■ **Vos tâches**:
**A.** Répondez aux questions suivantes à partir du texte sur le surmusulman :
(i) Quel ouvrage de Fethi Benslama est mentionné comme antérieur à l'introduction de la notion du surmusulman ?
(ii) Dans quelle crainte cette notion puise-t-elle ses racines ?
(iii) Quel mécanisme est qualifié de plus radical ?
**B.** Relevez tous les passages placés entre guillemets dans le texte sur le surmusulman.
**C.** Rédigez la suite du texte sur le surmusulman à partir de sa dernière phrase.

« Il arrive que les civilisations produisent un grand nombre d'individus capables du pire. Aujourd'hui, celle des musulmans est dans cette passe. Il n'y a nulle consolation que d'autres civilisations aient connu de moments semblables dans leur histoire. Le reconnaître permettrait de comprendre à quel danger le musulman est confronté avec le surmusulman ».

 

Animé par le désir de comprendre et de penser le désir sacrificiel de ces jeunes radicalisés qui disent agir au nom de l'islam, après L'idéal et la Cruauté[2], Fethi Benslama, poursuivant sa réflexion sur la radicalisation en tant que symptôme,  introduit la notion du surmusulman. Notion qui s'est dégagée petit à petit, au fur et à mesure des lectures et des rencontres cliniques.     

Cette notion nous dit l'auteur, puise ses racines dans la crainte de « ne pas être assez musulman ». Phrase qui traduit une crise identitaire et le sentiment de la blessure de l'idéal islamique qui appelle à la réparation ou à la vengeance.

Laquelle vengeance, pour ces jeunes radicalisés, va de pair avec le martyre. Seulement, le martyr d'aujourd'hui diffère de celui d'hier. Si celui-ci rencontre la mort « sans désirer mourir », le djihadiste laisse voir une identification davantage au martyr qu'au combattant qui cherche à continuer à vivre et qui accepte la mort comme un risque inhérent au combat. Or, « le conatus du surmusulman passe par un furieux désir de sacrifice ». Se profile alors le lieu où se défait l'identification au semblable et l'appartenance à l'espèce humaine. Le mécanisme le plus radical est l'inidentification qui se retrouve chez les nouveaux convertis (guerriers) lorsqu'ils sont pris dans le mécanisme du djihadisme. On peut penser ici, nous dit l'auteur, à un appel imaginaire à la jouissance absolue.

■ **Données fournies**:
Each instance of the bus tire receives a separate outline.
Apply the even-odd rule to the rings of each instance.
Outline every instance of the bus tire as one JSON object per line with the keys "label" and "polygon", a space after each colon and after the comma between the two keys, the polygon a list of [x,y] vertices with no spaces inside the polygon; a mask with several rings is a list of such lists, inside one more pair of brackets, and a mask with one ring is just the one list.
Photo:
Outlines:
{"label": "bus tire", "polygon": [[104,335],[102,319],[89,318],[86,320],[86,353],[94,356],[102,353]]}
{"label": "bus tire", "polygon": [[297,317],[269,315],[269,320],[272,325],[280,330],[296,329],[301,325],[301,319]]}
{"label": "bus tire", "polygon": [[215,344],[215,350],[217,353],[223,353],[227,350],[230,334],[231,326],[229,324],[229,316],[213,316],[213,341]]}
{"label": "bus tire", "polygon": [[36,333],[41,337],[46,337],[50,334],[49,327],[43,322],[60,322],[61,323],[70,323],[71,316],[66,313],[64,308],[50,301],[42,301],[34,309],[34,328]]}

* * *

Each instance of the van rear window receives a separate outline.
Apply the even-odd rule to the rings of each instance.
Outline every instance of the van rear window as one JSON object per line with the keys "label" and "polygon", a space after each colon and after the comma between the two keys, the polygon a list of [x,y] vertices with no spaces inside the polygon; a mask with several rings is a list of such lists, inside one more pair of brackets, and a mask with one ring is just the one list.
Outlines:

---

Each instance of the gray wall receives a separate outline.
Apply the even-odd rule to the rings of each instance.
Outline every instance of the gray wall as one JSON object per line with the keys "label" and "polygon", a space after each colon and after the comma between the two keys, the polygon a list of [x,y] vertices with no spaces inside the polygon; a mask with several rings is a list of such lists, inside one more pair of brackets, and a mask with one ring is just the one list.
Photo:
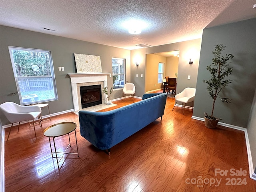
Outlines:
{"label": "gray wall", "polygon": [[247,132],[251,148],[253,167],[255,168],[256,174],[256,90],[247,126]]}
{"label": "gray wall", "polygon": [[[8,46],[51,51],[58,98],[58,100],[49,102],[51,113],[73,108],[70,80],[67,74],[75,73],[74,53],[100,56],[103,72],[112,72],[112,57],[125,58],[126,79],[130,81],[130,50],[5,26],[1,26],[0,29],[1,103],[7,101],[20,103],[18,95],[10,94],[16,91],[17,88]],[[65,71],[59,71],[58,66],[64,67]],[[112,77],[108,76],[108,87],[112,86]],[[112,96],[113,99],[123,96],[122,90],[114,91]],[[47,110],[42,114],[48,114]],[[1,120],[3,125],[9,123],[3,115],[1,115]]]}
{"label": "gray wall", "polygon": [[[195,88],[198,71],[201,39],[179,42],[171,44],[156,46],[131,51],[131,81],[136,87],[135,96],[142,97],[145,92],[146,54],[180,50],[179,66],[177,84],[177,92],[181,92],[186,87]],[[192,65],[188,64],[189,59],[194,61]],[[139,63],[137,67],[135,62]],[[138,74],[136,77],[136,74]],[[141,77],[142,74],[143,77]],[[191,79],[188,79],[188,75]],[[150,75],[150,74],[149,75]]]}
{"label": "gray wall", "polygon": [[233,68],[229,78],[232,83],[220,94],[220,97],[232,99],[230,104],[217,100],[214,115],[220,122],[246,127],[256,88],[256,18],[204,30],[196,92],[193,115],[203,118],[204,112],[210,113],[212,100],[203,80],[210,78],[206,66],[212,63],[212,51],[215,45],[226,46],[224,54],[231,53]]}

■ **Résultats par tâche**:
**A.**
(i) L'idéal et la Cruauté.
(ii) Dans la crainte de « ne pas être assez musulman ».
(iii) L'inidentification.

**B.**
« Il arrive que les civilisations produisent un grand nombre d'individus capables du pire. Aujourd'hui, celle des musulmans est dans cette passe. Il n'y a nulle consolation que d'autres civilisations aient connu de moments semblables dans leur histoire. Le reconnaître permettrait de comprendre à quel danger le musulman est confronté avec le surmusulman »
« ne pas être assez musulman »
« sans désirer mourir »
« le conatus du surmusulman passe par un furieux désir de sacrifice »

**C.**
Au temps du « soupir de la créature opprimée de Marx » a succédé l'époque de la fureur du sacrifiant aveugle. Comment se fabrique cette mélancolie mégalomaniaque de l'inhumain ? Par quels chemins tortueux passe celui qui y sombre ? Quel est le mécanisme qui conduit, au nom de la religion, à cette cruauté ?  

 La dimension psychologique est à retenir. Les candidats sont jeunes. Ce sont souvent des adolescents aux prises avec une rupture de la continuité d'être (l'auteur  pense ici en termes winnicottiens) et son corollaire, la souffrance psychique qui en résulte. La jouissance et la toute puissance narcissique (trouvées dans la radicalisation) viennent colmater cette terreur de sombrer dans la béance engendrée par le désespoir ou la rupture du sentiment d'exister. « Les symptômes sont alors convertis en formation de la psychologie collective ». Les trajectoires individuelles viennent croiser un contexte social. Et l'adhésion au groupe radicalisé est rendue aisée aujourd'hui par Internet, outil de rencontre (entre les radicalisés) et de diffusion (d'images).   

En effet, multipliant les actes de violence et de cruauté, les radicalisés nous forcent à entrer dans la « scène de cruauté » qu'ils ont « réalisée ». L'acte barbare, la violence et la cruauté sont dans un donné à voir.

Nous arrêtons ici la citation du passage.